◆ **DOCUMENT**:
------

Football headlines in recent weeks have been dominated by reports if Luis Suarez, striker for Liverpool and Uruguay will be moving from Anfield this summer, with Arsenal reportedly being a likely destination for the forward. This after Arsenal made a cheeky bid of £40M and 1 pound to trigger the supposed £40M release clause in his contract.

Despite Liverpool insisting the player is not for sale, Suarez himself has claimed that the club promised him that he would be able to leave if they failed to qualify for the Champions League. This has been categorically denied by Liverpool manager Brendan Rodgers.

As the controversy surrounding the transfer saga continues, it is important to take a few employment law lessons from this episode.

First as in all matters, putting stuff down in writing helps. This is especially true for employers and their agreements with employees, but also for employees in their claims against their managers and supervisors. As I frequently remind my clients, if you want to have a viable claim under Title VII, put the complaint down in writing and send it to the employer’s Human Resources Department. Absent that, the employer is simply going to deny that you ever made a complaint concerning workplace conduct or behavior. This is also the case, when you are requesting a pay raise or for that matter was assured a pay raise, or any other promise by an employer.

In the case of the Suaraz sale, Luis could well have saved himself the uncertainty surrounding his transfer, if only he had placed his condition for release in writing. Having failed to do that, the controversy is now being litigated in the national newspapers.

The second advantage in putting claims down in writing, is that it get rids of uncertainties. Verbal agreements are evidentially difficult to prove. That is why general guidance states that there should still be some form of written evidence regarding a verbal agreement with both parties usually signing a document to evidence their agreement.

Otherwise, as evidenced by the controversy surrounding the Suarez saga, it can be tough to prove, exactly what each party has said and ultimately agreed to.

From a personal perspective however, as Suarez was the penultimate top scorer in the English league last year, scoring 29 goals in all competitions, it would be silly of Liverpool to sell him to a rival club, especially when in this case, both Arsenal and Liverpool are challenging for the coveted top 4 spot guaranteeing European football. Considering the league campaign is a mere 3 days away, with Liverpool kicking off the competition against Stoke City, we are hopeful that this drama can be resolved soon, in favour of the club. If so, we will be back cheering for Luis Suarez as he bags in more goals for the mighty reds! YNWA.

------

◆ **DATA SEGMENT**:

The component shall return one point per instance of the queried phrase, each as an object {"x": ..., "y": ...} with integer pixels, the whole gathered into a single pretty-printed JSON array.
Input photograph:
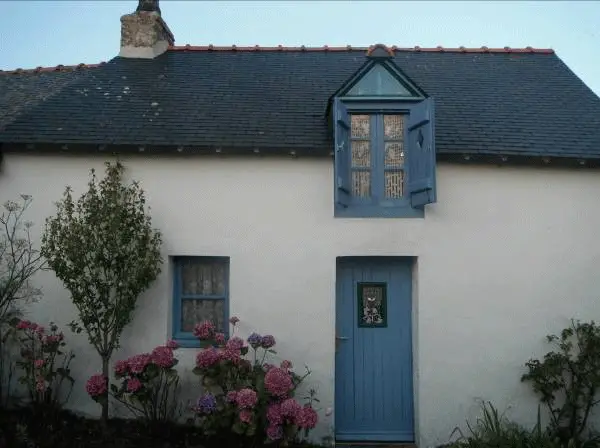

------

Copy the passage of the Suarez transfer article starting with "In the case" and going on through "the national newspapers.", putting "sports pages" in place of "national newspapers".

◆ **OUTPUT**:
In the case of the Suaraz sale, Luis could well have saved himself the uncertainty surrounding his transfer, if only he had placed his condition for release in writing. Having failed to do that, the controversy is now being litigated in the sports pages.